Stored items
-------
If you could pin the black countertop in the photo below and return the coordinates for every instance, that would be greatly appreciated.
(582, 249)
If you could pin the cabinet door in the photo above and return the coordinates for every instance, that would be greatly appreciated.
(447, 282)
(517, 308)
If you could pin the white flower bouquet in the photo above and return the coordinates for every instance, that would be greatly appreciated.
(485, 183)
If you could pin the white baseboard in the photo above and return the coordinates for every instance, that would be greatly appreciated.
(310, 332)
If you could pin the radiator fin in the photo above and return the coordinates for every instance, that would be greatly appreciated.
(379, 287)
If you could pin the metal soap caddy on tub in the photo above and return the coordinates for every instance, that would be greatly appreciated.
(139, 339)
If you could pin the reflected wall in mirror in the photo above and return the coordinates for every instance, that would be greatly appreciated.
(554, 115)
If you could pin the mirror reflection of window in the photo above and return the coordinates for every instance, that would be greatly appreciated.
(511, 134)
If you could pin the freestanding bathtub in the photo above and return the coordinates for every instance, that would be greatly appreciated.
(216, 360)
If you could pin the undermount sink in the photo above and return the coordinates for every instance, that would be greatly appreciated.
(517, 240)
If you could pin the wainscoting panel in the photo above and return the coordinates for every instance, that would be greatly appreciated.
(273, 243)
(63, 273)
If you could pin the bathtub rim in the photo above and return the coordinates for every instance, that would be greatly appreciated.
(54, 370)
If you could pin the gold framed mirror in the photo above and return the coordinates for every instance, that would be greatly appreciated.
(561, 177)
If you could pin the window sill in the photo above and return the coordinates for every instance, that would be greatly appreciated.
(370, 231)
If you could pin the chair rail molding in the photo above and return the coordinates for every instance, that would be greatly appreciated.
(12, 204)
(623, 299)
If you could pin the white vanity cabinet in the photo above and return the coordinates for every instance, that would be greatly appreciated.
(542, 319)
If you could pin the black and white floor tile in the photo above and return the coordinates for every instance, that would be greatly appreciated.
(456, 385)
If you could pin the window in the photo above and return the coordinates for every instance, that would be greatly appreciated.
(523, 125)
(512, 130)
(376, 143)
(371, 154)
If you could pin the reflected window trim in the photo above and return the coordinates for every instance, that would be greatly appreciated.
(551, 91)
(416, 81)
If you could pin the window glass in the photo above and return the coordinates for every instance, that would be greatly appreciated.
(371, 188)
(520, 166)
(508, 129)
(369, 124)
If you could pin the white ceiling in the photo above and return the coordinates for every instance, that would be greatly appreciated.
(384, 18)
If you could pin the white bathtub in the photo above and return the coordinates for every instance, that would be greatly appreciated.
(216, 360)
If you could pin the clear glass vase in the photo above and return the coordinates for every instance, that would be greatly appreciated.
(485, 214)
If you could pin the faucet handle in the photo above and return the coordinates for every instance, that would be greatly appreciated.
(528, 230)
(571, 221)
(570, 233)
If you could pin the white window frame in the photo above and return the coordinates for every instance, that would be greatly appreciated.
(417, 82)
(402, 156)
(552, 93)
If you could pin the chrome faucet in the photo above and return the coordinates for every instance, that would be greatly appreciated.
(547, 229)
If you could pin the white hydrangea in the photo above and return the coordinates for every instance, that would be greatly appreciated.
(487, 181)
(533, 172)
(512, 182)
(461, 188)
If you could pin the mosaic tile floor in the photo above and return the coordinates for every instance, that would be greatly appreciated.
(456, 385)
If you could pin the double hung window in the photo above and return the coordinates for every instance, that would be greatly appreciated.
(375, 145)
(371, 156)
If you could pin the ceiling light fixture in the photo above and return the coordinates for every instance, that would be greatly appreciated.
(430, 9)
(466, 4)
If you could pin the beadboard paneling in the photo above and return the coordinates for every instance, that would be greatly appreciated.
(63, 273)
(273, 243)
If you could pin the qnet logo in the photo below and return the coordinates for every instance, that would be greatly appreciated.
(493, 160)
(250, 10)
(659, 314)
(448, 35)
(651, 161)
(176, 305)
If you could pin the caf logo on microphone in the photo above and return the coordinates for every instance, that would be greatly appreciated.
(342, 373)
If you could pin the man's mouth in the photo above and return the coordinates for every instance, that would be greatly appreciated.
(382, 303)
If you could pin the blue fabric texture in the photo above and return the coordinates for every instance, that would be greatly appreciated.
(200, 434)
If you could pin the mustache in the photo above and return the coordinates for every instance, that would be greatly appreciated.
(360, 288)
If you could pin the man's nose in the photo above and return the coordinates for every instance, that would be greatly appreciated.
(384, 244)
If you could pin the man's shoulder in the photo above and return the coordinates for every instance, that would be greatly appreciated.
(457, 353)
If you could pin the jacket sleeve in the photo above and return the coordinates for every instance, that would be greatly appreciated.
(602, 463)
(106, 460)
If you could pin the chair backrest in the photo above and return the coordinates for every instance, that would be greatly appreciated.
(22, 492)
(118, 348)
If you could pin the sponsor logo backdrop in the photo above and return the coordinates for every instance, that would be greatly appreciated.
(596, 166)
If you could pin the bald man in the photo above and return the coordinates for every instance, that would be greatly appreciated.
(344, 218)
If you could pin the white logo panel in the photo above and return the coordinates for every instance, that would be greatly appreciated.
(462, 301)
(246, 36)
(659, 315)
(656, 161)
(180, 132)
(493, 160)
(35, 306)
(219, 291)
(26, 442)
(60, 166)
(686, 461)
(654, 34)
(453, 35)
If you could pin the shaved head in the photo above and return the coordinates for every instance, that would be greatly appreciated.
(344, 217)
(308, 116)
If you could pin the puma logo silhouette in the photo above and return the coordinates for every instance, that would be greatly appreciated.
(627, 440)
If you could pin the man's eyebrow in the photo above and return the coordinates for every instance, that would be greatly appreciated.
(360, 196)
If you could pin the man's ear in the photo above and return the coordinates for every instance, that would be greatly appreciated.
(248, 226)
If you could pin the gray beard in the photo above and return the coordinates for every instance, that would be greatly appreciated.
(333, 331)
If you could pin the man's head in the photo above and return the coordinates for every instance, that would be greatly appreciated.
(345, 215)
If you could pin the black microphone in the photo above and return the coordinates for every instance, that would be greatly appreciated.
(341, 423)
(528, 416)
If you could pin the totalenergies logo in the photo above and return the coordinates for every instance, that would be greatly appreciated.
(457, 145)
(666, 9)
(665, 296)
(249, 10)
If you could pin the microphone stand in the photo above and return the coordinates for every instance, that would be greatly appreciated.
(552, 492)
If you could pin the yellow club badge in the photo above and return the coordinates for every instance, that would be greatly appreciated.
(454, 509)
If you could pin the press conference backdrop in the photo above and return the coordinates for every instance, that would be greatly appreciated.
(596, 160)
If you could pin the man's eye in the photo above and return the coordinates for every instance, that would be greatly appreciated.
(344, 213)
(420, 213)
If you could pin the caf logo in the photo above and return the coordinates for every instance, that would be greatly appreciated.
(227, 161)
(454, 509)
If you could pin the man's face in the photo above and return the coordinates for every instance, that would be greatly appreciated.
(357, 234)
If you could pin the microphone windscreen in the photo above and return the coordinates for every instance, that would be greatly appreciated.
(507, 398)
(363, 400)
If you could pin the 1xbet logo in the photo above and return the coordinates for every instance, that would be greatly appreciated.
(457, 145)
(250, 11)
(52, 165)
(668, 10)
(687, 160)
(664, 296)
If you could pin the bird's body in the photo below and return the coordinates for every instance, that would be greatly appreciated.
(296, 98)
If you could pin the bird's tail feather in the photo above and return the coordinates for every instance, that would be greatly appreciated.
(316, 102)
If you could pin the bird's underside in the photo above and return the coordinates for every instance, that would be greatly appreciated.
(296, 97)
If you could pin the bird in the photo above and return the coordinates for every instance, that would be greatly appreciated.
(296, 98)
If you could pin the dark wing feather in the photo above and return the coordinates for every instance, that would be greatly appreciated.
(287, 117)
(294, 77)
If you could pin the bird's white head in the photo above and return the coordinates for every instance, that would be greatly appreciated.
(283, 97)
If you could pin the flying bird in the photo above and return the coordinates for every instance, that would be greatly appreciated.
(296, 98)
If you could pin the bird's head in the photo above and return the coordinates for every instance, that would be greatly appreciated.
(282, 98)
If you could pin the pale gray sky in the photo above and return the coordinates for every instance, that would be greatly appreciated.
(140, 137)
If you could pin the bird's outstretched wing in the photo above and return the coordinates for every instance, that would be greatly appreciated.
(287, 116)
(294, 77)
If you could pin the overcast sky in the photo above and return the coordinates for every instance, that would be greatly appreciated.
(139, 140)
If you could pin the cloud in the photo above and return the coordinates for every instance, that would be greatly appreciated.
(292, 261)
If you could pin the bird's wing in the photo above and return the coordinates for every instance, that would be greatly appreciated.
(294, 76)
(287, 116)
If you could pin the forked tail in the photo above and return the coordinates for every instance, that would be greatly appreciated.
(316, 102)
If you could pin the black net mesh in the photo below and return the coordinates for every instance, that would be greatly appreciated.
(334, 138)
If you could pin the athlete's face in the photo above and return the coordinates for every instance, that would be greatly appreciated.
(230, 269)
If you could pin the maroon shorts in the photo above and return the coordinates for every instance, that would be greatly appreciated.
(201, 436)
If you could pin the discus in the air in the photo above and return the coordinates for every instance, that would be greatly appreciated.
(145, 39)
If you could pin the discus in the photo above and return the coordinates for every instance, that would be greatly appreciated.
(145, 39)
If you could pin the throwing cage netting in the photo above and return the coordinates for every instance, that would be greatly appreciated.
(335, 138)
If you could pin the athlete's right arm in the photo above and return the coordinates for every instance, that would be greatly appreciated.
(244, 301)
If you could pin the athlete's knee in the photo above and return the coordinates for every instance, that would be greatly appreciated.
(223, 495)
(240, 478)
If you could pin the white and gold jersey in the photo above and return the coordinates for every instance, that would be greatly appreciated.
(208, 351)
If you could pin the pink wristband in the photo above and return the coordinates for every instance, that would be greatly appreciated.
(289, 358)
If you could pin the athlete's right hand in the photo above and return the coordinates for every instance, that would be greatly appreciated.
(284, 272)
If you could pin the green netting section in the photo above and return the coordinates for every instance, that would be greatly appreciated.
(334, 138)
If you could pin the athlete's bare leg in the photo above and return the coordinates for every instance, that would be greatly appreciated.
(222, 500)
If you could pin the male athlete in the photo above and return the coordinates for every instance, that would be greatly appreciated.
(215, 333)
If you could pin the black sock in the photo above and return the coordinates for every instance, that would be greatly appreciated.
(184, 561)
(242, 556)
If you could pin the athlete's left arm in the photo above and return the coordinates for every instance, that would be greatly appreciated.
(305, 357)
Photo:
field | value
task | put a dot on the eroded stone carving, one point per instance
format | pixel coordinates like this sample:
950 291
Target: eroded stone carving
-------
▶ _Direction_
Look above for the line that holds "If you could pin the white and", then copy it and each line after it exactly, through the last line of the data.

▶ _Full response_
If you could pin the white and gold jersey in the photo above and return the coordinates for every instance, that would be greatly appreciated.
(208, 351)
If you could pin the pink wristband in the photo above and return the coordinates for every instance, that would be greatly appreciated.
(289, 358)
If you could pin the athlete's right hand in the photo above and return the coordinates for every instance, that would be greatly appreciated.
(284, 272)
If you could pin the green netting section in the photo above and return the coordinates for every instance, that would be greatly appreciated.
(334, 138)
If you could pin the athlete's bare leg in the photo above and return the coordinates for every instance, that would be greatly appreciated.
(222, 500)
If you could pin the male athlete in the photo above and return the coordinates for every instance, that would be greatly appreciated.
(215, 333)
If you could pin the black sock in the photo above and return the coordinates for every instance, that would be greatly appreciated.
(184, 561)
(242, 556)
If you could pin the athlete's left arm in the photo above and return the coordinates for every instance, that would be greatly appreciated.
(305, 357)
Photo:
field | value
task | put a dot on the eroded stone carving, one point per instance
format | pixel coordinates like this sample:
950 291
Target: eroded stone carving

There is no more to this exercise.